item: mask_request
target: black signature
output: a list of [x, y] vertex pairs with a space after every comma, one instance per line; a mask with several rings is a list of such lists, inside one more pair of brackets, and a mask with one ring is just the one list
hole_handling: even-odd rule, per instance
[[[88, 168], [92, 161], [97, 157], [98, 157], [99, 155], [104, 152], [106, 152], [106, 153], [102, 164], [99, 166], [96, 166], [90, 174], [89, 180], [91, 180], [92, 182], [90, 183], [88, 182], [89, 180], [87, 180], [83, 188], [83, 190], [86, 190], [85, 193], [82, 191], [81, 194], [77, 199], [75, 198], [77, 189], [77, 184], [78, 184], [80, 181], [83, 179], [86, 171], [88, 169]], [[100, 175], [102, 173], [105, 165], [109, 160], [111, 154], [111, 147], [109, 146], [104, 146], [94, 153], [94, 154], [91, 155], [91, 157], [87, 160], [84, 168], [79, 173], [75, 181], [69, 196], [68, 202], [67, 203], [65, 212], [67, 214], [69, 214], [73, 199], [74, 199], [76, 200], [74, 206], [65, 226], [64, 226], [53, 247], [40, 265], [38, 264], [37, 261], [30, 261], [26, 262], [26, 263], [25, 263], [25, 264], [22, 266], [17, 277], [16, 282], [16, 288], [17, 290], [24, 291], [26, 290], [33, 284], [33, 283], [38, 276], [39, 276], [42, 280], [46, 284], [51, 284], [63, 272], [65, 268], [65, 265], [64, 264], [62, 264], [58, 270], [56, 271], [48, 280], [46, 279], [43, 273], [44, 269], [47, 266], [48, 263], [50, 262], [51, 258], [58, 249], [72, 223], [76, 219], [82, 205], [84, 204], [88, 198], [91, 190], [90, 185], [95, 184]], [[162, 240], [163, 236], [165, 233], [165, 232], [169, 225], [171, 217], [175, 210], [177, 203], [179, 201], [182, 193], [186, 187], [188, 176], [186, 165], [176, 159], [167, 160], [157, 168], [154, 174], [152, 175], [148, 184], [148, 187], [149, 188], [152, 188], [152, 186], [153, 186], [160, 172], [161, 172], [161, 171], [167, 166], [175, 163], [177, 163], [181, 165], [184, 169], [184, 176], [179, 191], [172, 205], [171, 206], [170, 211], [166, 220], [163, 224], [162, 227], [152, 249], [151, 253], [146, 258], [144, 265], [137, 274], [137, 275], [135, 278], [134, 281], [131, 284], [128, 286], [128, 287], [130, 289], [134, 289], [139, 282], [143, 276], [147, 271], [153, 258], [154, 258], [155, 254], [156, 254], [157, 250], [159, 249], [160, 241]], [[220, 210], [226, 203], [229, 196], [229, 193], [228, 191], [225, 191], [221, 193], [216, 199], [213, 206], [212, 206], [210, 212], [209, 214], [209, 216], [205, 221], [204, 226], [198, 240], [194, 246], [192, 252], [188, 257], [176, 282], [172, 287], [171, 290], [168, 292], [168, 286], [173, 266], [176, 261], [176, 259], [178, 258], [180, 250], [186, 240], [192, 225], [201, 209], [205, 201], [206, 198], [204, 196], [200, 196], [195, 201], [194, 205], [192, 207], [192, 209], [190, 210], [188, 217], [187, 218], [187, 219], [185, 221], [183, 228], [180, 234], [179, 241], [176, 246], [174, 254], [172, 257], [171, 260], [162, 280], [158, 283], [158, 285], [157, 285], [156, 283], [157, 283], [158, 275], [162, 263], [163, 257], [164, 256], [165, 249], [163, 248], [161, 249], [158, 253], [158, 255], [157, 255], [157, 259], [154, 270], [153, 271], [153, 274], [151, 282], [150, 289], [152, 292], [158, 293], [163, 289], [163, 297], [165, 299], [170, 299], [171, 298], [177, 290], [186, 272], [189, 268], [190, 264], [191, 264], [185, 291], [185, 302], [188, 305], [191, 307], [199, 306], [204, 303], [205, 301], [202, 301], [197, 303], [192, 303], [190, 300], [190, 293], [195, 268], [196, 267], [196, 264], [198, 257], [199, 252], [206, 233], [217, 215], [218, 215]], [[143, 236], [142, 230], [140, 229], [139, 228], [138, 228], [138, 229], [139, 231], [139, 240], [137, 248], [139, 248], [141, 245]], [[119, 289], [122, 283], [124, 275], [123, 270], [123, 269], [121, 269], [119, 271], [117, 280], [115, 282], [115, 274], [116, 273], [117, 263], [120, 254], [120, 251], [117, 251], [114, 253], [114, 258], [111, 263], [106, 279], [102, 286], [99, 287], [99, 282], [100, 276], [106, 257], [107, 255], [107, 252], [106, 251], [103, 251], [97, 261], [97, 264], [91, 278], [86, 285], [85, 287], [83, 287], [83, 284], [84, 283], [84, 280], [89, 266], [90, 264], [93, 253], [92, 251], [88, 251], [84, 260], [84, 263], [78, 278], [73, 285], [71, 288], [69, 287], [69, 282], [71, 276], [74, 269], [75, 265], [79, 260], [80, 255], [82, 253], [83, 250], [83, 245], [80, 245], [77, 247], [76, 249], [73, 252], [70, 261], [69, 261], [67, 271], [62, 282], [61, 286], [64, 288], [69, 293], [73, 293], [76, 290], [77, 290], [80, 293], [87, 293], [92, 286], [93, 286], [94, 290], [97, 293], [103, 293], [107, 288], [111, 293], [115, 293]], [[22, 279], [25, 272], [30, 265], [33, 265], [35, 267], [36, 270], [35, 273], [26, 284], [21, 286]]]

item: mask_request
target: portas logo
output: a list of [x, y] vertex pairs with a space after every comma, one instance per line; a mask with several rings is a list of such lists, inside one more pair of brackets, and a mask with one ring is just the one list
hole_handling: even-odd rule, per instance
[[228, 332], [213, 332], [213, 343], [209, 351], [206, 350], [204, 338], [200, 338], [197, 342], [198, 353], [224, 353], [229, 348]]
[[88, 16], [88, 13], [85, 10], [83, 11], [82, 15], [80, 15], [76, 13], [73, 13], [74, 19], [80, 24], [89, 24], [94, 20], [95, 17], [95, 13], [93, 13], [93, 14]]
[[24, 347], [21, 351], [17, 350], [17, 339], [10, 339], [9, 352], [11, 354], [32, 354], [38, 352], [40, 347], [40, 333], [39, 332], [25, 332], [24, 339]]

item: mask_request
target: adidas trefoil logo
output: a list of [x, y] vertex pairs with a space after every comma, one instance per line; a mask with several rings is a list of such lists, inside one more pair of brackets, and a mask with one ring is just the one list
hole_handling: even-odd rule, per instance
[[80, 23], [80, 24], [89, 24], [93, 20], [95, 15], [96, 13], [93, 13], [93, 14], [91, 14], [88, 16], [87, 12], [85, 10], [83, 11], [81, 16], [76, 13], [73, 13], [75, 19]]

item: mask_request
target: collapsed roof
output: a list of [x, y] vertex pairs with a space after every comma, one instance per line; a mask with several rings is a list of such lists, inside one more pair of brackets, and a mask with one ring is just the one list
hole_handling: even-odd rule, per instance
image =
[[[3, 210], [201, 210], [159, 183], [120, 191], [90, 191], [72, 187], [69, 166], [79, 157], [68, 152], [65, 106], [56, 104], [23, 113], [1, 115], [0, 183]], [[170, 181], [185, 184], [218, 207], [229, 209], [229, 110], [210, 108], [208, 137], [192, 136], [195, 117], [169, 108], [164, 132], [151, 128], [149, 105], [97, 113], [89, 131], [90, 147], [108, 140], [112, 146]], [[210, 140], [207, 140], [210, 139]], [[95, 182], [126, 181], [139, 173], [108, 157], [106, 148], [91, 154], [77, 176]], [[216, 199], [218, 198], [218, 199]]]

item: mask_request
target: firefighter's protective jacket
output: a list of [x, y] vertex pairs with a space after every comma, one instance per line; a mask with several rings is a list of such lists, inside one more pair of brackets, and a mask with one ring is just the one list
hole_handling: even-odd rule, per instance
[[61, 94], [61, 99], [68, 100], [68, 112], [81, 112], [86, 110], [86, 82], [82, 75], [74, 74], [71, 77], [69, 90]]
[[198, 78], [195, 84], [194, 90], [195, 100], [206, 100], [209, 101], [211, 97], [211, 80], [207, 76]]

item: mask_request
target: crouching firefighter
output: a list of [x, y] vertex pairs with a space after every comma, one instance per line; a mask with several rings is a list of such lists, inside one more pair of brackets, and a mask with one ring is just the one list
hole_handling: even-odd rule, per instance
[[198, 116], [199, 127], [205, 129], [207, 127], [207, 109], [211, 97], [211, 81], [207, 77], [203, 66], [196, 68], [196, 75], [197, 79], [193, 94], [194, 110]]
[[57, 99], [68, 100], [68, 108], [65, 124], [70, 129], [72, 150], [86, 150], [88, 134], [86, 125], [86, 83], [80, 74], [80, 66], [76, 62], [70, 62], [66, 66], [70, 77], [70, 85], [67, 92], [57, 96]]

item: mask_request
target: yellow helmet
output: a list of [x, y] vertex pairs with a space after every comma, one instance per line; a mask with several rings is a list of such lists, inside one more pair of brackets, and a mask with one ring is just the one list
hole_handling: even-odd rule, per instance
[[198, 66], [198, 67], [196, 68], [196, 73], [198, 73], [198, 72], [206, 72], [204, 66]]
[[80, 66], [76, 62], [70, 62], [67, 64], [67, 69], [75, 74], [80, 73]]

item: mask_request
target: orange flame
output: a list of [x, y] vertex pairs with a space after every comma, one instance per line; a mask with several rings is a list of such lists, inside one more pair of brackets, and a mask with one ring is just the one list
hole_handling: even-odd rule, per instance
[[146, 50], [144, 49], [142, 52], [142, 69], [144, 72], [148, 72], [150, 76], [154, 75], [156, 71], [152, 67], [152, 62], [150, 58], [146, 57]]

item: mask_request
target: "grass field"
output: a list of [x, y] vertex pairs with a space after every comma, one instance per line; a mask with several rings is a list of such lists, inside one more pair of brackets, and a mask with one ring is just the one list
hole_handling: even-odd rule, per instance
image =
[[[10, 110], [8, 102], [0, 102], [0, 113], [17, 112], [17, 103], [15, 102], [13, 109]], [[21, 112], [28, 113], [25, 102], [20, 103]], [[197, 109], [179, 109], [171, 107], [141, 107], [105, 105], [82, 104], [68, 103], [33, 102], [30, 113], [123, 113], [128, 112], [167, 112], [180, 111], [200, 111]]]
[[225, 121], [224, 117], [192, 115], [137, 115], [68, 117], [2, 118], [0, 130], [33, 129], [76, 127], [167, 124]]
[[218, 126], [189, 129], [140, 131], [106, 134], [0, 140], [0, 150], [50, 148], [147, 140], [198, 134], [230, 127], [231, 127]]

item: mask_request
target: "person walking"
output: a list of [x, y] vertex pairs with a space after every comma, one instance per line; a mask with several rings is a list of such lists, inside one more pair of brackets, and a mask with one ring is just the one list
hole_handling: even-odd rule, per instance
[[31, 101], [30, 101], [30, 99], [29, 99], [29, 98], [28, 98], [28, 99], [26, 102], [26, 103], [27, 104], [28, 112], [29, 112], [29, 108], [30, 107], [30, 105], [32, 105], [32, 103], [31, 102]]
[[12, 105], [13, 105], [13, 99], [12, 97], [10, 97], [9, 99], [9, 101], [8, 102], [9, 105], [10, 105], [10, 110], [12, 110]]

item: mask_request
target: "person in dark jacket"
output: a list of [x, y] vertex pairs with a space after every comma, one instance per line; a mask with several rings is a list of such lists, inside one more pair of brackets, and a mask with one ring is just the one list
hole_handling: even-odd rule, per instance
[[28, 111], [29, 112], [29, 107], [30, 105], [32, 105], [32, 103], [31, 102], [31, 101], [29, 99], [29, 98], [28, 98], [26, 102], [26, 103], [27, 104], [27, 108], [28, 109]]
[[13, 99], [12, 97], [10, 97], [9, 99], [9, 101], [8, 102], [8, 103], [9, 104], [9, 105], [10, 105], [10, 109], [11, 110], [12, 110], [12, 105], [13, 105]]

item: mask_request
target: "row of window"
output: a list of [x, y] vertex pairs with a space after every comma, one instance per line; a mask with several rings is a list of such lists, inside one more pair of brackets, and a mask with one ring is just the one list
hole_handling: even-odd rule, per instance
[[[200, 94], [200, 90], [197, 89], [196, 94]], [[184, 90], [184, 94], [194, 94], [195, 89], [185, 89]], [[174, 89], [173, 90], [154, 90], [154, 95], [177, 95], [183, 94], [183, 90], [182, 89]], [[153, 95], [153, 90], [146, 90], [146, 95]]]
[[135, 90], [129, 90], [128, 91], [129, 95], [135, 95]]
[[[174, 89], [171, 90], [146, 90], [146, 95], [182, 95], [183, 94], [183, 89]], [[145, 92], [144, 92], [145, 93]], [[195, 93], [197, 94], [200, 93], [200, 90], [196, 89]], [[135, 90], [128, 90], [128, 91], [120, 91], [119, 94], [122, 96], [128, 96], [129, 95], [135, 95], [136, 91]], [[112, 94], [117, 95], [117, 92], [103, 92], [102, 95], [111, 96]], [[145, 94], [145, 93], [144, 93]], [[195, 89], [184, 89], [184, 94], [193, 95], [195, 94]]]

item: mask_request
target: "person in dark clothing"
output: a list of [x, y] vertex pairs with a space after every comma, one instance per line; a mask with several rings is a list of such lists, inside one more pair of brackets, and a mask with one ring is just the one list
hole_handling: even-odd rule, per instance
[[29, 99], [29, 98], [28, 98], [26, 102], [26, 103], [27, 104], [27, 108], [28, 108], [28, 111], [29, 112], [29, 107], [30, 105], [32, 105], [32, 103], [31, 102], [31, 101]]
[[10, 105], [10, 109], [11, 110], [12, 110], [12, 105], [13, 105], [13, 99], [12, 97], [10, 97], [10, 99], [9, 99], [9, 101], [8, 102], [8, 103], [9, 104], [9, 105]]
-*-*-
WHAT THE TASK REQUIRES: List each line in the entries above that contains the word "person".

TASK ANSWER:
target: "person walking"
target: "person in dark jacket"
target: "person in dark clothing"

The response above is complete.